- **Task to carry out**: Continue the rabies information page below, picking up after its last sentence.

- **Page extract**:
Rabies Virus Information
Rabies is a deadly viral disease that attacks the central nervous system of warm-blooded animals, particularly mammals. It is found most commonly in raccoons, bats, skunks, and foxes. Any mammal can become infected with the rabies virus.
The virus is transmitted via saliva contact with broken skin or mucous membranes. This normally occurs via a bite from an infected animal. The virus lies dormant in the nerves for a period of time that varies from a few days to months. This is called the incubation period. In a human that has been exposed, recovery is likely if treatment is sought immediately and received during the incubation period. After the incubation period, the virus travels through the nerves to the brain. This is when symptoms first appear. Death occurs within a few days of the onset of symptoms. One should seek immediate medical attention in the event of an animal bite or an exposure to wildlife.
Rabies affects the nervous system. Easily identifiable symptoms in animals include unusual behavior. Wild animals may act aggressively towards inanimate objects or lose their fear of humans and act friendly. “Foaming at the mouth” may be present during the later stages of the disease, or not at all. Other symptoms may include staggering, difficulty breathing, weakness, or seizures.
If you are bitten by any animal, clean the wound out well with soap and running water for 15 minutes and contact your doctor. Report the bite to Alexander County Animal Services. Be certain to write down the location of the animal and a description of the animal to provide to the animal control officer. Do not try to catch any wild animal that bites you. Call animal services immediately to capture the animal for rabies testing. If the animal is someone’s pet, also get the owner’s name and address and give them to the animal control officer. Any mammal can transmit rabies. The animal that bit you, depending on the species and circumstances, will have to be evaluated or tested for rabies.

- **Excerpted records**:
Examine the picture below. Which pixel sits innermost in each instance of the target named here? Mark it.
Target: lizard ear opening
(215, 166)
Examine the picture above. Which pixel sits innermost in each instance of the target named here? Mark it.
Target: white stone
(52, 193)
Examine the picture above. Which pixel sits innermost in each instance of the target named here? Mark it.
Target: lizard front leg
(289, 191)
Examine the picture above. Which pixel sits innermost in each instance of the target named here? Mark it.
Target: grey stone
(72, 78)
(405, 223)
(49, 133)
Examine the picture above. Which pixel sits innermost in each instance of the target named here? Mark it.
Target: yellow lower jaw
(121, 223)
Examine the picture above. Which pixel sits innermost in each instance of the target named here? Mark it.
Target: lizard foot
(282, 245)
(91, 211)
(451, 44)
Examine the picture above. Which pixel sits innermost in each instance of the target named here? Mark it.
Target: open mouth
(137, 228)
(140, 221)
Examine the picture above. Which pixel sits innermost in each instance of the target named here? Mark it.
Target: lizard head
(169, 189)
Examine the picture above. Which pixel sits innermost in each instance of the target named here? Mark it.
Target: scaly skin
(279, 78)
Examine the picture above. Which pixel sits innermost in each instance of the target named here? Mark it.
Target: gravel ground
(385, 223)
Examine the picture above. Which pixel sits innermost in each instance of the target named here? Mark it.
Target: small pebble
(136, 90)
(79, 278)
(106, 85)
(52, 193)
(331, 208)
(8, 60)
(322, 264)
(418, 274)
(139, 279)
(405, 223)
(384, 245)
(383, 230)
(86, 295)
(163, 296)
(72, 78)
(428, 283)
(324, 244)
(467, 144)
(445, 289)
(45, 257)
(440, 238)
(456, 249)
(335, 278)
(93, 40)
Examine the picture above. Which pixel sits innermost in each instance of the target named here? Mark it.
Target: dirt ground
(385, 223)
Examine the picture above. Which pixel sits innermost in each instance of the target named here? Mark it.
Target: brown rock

- **Task answer**:
If you find a bat in your home, isolate it to one room, leave the room and close the doors. Call animal services to capture the bat for testing. Most human rabies cases in the United States are due to unrecognized exposures to rabies through bats. You may not recognize a bat bite because the wounds they cause are so small. Most bats do not carry rabies in North Carolina; only about 3 percent of bats are infected. But because a diagnosis can’t be made by looking at an animal, bats must be assumed to be infected with rabies until a laboratory-confirmed diagnosis is made.
The spread of rabies is most effectively controlled by vaccinating domestic animals against the disease. All dogs, cats, and ferrets in North Carolina are required by law to be currently vaccinated against rabies.
- Cats, ferrets, and dogs over 4 months of age must be vaccinated against rabies once a year. Three-year vaccinations are also available as a booster to the one-year vaccination. The three-year vaccination is only available through a licensed veterinarian. One shot is not enough; rabies vaccinations must be kept current.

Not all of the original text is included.